◆ Set task
Find every line in the rows that contains the word "windshield" and copy each one.

(Named-object pointing rows)
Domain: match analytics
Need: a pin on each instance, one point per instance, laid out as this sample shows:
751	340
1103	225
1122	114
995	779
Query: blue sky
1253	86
* * *
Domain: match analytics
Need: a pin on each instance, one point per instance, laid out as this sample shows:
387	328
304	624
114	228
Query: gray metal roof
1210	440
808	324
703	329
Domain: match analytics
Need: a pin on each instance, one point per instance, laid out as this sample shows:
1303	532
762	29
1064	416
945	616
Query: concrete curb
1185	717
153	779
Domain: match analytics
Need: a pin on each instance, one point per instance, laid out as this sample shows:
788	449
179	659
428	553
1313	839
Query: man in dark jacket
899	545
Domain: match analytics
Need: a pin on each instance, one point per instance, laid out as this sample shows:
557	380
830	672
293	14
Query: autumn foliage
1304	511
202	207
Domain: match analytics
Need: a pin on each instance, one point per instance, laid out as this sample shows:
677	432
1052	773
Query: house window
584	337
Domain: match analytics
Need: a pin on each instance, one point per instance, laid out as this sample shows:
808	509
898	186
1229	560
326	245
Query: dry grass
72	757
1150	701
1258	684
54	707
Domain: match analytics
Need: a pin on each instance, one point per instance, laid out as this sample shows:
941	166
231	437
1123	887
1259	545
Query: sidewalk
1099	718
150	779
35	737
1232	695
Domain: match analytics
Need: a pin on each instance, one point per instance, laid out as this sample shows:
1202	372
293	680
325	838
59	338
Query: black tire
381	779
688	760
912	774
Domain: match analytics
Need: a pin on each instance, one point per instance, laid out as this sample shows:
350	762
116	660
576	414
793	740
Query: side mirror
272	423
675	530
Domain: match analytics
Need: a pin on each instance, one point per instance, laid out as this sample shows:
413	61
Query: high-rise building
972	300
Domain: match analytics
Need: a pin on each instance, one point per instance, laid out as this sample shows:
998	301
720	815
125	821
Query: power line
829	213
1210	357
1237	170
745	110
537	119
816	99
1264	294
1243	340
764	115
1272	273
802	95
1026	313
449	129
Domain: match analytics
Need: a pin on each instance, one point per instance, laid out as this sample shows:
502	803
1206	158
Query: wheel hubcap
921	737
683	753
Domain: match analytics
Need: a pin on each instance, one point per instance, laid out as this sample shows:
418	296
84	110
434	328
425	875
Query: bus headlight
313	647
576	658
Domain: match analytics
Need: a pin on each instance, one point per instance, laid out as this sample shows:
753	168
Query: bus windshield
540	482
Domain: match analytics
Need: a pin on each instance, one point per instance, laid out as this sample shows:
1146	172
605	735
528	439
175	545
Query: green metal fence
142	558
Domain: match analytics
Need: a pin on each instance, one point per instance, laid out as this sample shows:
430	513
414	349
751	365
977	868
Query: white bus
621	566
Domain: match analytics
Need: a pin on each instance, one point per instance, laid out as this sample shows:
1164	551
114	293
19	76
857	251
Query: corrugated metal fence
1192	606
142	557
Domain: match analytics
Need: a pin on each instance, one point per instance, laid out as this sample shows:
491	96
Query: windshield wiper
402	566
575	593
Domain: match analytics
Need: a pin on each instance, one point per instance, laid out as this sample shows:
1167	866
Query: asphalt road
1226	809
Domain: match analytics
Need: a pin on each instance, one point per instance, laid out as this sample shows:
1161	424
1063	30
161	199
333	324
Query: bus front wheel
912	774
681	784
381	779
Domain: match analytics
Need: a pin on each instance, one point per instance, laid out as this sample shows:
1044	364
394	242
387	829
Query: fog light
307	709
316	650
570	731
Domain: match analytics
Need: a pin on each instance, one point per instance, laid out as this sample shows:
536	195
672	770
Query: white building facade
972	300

◆ Correct output
Query: bus windshield
Query: windshield wiper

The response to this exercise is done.